STATED EXERCISE >> Show every line from the entries below that contains the word "stone", copying each such line in full.

━━━━━ MATERIAL FOR THIS TASK ━━━━━

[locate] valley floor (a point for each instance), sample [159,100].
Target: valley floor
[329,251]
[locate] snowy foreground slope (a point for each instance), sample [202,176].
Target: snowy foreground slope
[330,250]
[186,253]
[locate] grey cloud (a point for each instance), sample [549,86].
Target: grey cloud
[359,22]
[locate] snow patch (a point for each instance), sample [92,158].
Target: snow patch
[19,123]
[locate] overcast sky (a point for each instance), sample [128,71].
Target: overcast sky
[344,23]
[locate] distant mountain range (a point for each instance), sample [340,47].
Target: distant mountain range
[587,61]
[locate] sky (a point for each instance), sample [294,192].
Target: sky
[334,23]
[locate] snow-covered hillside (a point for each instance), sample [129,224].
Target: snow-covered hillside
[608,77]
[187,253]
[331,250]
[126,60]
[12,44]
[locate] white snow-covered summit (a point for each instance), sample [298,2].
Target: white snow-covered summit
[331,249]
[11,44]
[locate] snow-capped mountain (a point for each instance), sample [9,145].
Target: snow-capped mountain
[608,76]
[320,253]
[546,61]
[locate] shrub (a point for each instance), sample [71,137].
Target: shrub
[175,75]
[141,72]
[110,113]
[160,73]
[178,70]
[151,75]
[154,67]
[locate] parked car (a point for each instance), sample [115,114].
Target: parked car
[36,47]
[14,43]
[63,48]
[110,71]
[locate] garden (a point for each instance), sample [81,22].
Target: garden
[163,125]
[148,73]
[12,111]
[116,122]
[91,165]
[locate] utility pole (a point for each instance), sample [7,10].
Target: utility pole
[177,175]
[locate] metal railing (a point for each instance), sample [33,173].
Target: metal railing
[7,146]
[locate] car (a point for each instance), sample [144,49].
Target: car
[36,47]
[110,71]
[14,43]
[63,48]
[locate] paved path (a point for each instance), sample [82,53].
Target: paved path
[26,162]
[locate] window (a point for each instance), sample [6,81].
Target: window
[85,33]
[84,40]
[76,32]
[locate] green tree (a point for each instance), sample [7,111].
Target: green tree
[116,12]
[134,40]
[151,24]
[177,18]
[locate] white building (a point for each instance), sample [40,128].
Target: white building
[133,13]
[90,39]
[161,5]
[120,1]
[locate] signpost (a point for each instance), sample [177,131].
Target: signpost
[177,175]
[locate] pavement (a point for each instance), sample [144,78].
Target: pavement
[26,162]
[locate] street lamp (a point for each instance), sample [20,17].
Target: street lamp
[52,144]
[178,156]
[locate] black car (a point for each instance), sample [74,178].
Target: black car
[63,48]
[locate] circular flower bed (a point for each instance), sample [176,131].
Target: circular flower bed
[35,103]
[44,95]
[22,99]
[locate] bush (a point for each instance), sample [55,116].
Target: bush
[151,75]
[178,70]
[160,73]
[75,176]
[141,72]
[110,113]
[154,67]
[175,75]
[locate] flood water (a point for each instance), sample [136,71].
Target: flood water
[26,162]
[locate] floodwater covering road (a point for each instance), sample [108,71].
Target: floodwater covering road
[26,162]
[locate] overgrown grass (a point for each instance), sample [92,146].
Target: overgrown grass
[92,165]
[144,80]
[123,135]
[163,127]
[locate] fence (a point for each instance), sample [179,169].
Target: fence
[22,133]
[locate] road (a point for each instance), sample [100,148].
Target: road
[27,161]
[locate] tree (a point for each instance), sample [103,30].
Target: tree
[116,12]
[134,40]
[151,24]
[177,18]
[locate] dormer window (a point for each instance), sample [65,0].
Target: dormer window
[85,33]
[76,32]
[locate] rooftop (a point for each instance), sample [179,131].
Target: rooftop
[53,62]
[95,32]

━━━━━
━━━━━ MATERIAL FOR THIS TASK ━━━━━

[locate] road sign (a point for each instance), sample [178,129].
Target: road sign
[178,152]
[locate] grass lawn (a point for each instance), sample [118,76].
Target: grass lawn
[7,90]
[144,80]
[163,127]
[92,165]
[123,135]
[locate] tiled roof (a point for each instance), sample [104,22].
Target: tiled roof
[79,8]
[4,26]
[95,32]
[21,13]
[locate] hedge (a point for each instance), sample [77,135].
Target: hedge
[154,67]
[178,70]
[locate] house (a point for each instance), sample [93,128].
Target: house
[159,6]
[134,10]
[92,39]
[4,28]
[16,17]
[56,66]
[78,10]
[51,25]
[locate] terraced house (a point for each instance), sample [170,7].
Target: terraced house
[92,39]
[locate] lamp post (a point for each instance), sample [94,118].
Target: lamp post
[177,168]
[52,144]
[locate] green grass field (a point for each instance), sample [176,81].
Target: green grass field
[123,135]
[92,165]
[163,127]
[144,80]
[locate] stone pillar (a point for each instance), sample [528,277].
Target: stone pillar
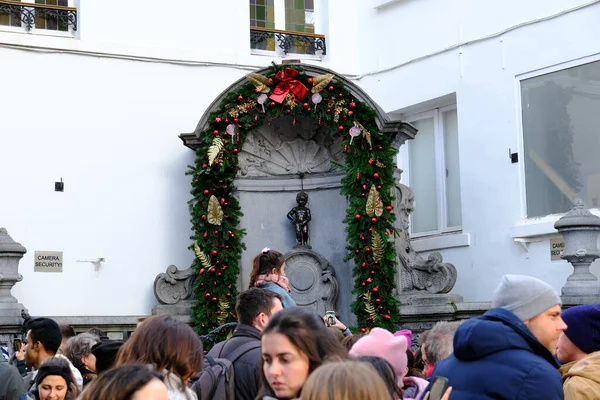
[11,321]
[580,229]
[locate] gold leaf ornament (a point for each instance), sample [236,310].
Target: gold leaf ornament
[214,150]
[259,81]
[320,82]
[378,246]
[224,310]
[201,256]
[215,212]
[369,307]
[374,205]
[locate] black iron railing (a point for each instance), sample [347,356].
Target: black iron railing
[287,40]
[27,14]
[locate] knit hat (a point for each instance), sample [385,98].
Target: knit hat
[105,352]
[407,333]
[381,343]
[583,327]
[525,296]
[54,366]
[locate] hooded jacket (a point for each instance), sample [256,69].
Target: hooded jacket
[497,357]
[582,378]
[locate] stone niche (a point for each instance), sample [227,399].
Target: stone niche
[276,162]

━━━━━

EXPECTED ANSWER >>
[locate] stone pillar (a point for each instance), sample [528,277].
Target: stone pillar
[locate] stone niche (a point for each instance), sample [227,399].
Target: stone niche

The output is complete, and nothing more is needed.